** Begin DOCUMENT SEGMENT **

Posted on November 23, 2022

Malaysia held its 15th General Elections after the 14th Parliament was dissolved. The Elections Commission convened and set 5 November 2022 as the Nomination Day and Polling Day on 19 November 2022. During this process, Malaysia’s voters went to the polls to elect their 222 Parliamentary representatives. In the process, a candidate passed away while flooding forced the Elections Commission to defer the voting in another. By Sunday, results for 220 constituencies were returned and certified. On Monday, the results of the 221st seat were returned and certified.

After the results were calculated, the Elections Commission reported that no party attained the 112 seats needed to form a simple majority.

Screenshot from EC Dashboard

As a result, the appointment of a Prime Minister has been delayed. As of 23 November, His Majesty the Yang DiPertuan Agong has met with the party leaders of Pakatan Harapan (YB Datuk Seri Anwar Ibrahim), Perikatan Nasional (YB Tan Sri Mahiaddin Yassin), and Barisan Nasional (YB Datuk Seri Ahmad Zahid Hamidi) as well as representatives of the Gabungan Parti Sarawak (GPS). His Majesty is to confer with the Conference of Rulers on 24 November.

Netizens, including esteemed lawyer Wee Choo Keong, have urged for a special session of Parliament to select a Prime Minister.

Screen capture from Twitter.

This raises a good legal question: whether a special session of Parliament can be convened for the Dewan Rakyat to vote.

I. Power to Convene Parliament

Art. 55(1), Federal Constitution, provides that the Yang di-Pertuan Agong shall summon Parliament from time to time. This means that the Yang di-Pertuan Agong has the sole authority to summon Parliament.

Art. 44(4), Federal Constitution, continues that Parliament shall be summoned to meet on a date no later than one hundred and twenty (120) days from the date of dissolution.

Can the Yang di-Pertuan Agong, on his own accord, summon Parliament?

We need to turn to Art. 40(1), Federal Constitution, which goes:

In the exercise of his functions under this Constitution or federal law the Yang di-Pertuan Agong shall act in accordance with the advice of the Cabinet or of a Minister acting under the general authority of the Cabinet, except as otherwise provided by this Constitution; but shall be entitled, at his request, to any information concerning the government of the Federation which is available to the Cabinet.

Art. 40(1), Federal Constitution

In addition to that, we need to consider Art. 40(1A):

In the exercise of his functions under this Constitution or federal law, where the Yang di-Pertuan Agong is to act in accordance with advice, on advice, or after considering advice, the Yang di-Pertuan Agong shall accept and act in accordance with such advice.

Art. 40(1A), Federal Constitution

When you consider these two articles of the Federal Constitution, the Yang di-Pertuan Agong acts according to the advice of the Cabinet or a Minister acting under the general authority of the Cabinet (often, the Prime Minister).

** End DOCUMENT SEGMENT **
** Begin DATASET ROWS **

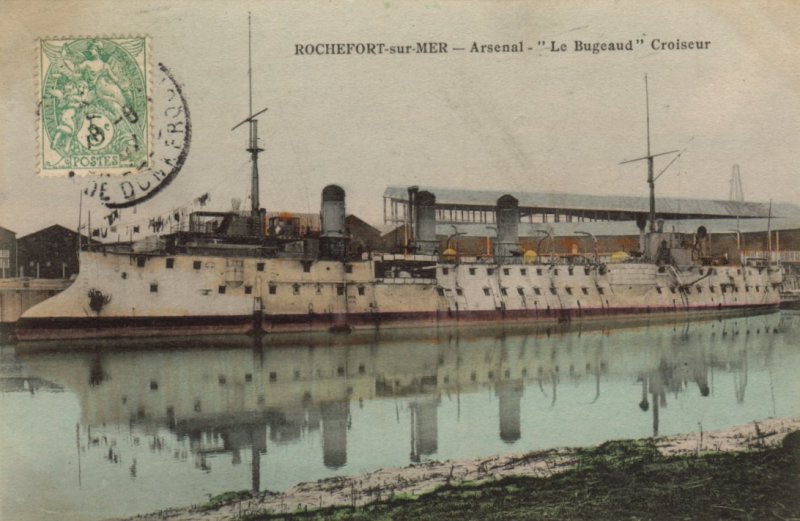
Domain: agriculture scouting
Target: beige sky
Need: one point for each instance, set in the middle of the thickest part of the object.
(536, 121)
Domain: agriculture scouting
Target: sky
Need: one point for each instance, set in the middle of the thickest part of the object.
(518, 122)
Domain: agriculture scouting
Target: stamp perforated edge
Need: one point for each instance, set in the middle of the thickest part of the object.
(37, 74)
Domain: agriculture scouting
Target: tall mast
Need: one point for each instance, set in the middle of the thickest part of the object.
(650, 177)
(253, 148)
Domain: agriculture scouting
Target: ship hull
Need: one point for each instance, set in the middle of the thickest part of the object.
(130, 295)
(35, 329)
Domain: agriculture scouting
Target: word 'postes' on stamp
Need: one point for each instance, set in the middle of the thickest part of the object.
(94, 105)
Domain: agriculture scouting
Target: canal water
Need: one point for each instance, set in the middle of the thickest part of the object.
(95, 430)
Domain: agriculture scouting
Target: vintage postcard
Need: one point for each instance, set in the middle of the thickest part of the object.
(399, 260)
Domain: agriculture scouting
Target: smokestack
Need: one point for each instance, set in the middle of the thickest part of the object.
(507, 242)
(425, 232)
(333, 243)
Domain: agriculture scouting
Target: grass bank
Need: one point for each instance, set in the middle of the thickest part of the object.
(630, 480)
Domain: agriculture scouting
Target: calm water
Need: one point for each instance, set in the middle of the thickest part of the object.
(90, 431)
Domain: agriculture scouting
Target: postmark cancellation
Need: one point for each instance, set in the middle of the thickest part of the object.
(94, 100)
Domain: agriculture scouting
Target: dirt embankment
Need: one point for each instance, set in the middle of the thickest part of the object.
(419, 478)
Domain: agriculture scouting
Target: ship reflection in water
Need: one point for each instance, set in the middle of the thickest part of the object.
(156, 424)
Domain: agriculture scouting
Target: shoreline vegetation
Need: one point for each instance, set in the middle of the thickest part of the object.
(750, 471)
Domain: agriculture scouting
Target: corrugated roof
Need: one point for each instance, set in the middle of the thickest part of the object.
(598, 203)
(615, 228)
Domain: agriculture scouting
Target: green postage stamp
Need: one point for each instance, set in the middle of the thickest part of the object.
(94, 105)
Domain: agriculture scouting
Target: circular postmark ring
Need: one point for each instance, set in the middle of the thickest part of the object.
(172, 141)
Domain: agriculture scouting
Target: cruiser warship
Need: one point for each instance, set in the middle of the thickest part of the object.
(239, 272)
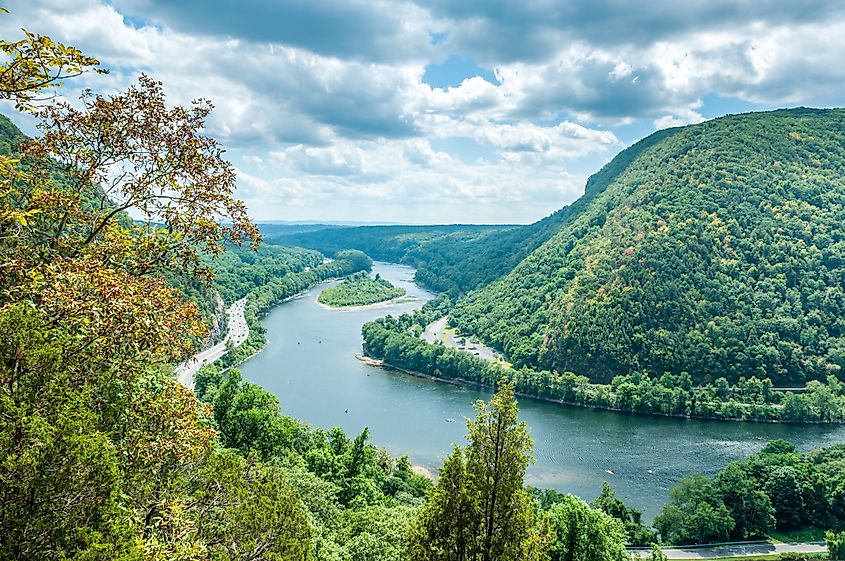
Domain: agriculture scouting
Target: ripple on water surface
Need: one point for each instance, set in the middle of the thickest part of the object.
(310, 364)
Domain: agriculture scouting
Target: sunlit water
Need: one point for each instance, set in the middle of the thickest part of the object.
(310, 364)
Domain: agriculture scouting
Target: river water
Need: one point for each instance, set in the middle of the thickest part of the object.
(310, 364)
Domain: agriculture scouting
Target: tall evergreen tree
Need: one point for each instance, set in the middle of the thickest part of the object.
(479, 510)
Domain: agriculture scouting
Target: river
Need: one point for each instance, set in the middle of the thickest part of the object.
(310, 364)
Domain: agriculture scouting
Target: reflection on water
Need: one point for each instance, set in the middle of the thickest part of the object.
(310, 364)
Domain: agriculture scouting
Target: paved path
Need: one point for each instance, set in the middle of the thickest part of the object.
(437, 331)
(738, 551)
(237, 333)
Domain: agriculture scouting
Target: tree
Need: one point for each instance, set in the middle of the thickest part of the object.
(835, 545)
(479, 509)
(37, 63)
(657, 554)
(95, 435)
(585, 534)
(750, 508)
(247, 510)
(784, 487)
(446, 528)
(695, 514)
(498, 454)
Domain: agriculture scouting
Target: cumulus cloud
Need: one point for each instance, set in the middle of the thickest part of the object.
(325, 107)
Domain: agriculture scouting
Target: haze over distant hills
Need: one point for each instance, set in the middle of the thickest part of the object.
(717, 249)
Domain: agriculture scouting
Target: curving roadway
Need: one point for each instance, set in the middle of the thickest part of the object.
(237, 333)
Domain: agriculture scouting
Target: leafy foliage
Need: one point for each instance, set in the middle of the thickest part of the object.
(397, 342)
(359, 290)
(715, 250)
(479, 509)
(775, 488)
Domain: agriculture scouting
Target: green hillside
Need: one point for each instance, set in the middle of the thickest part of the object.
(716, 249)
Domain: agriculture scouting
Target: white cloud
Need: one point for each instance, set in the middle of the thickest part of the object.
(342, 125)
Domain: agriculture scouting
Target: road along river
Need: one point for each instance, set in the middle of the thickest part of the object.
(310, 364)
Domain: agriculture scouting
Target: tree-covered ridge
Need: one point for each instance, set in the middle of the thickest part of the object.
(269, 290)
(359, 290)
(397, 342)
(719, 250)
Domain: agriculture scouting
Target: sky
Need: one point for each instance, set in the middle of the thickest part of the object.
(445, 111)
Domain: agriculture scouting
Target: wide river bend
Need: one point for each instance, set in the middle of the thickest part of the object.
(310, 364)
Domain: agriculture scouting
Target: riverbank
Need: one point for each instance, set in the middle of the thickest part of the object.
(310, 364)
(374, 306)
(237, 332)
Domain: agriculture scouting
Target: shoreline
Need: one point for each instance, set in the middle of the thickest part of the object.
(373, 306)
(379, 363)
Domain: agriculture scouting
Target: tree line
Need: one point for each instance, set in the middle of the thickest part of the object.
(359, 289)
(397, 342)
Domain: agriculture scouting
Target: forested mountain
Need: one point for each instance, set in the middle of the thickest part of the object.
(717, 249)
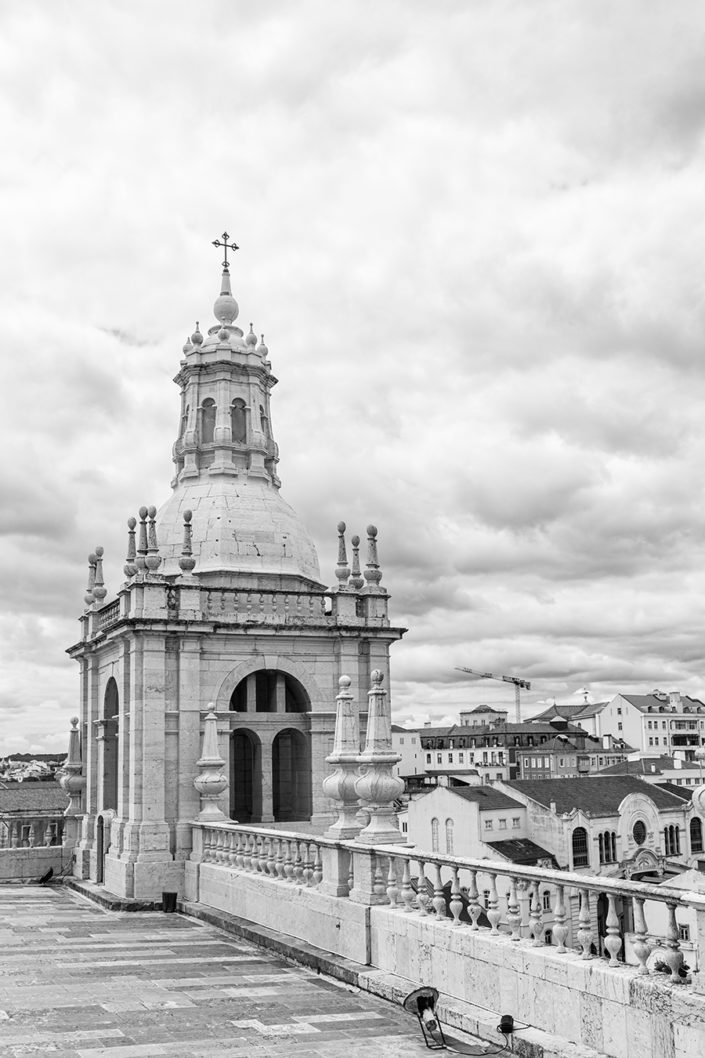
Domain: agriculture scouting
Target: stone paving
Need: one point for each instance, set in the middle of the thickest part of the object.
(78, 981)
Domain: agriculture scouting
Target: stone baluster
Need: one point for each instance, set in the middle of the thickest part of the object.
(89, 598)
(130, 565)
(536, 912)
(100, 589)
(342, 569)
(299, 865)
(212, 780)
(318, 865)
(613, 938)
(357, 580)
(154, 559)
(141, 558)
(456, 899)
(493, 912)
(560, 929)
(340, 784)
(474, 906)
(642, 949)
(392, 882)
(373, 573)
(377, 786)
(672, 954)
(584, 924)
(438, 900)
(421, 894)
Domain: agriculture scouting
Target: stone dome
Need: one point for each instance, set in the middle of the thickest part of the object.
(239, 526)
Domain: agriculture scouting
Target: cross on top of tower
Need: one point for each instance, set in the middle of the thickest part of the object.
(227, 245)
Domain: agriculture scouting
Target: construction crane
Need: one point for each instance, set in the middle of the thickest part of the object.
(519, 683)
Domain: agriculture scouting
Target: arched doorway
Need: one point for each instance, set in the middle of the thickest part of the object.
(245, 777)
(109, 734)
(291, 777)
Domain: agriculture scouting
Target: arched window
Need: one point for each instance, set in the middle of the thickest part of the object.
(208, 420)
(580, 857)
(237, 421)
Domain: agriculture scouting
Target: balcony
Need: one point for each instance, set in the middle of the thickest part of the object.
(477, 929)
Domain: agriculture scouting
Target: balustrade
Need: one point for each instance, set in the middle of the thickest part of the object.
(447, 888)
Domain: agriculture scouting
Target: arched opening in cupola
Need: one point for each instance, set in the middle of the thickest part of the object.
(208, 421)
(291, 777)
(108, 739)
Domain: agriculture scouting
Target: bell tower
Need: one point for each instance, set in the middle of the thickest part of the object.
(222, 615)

** End DATASET ROWS **

> [WRITTEN TASK] Please return, word for word, the stretch of the piece on Malaysia's 2022 election that begins at the words "We need to turn" and stops after "to the Cabinet.".

> [WRITTEN SOLUTION]
We need to turn to Art. 40(1), Federal Constitution, which goes:

In the exercise of his functions under this Constitution or federal law the Yang di-Pertuan Agong shall act in accordance with the advice of the Cabinet or of a Minister acting under the general authority of the Cabinet, except as otherwise provided by this Constitution; but shall be entitled, at his request, to any information concerning the government of the Federation which is available to the Cabinet.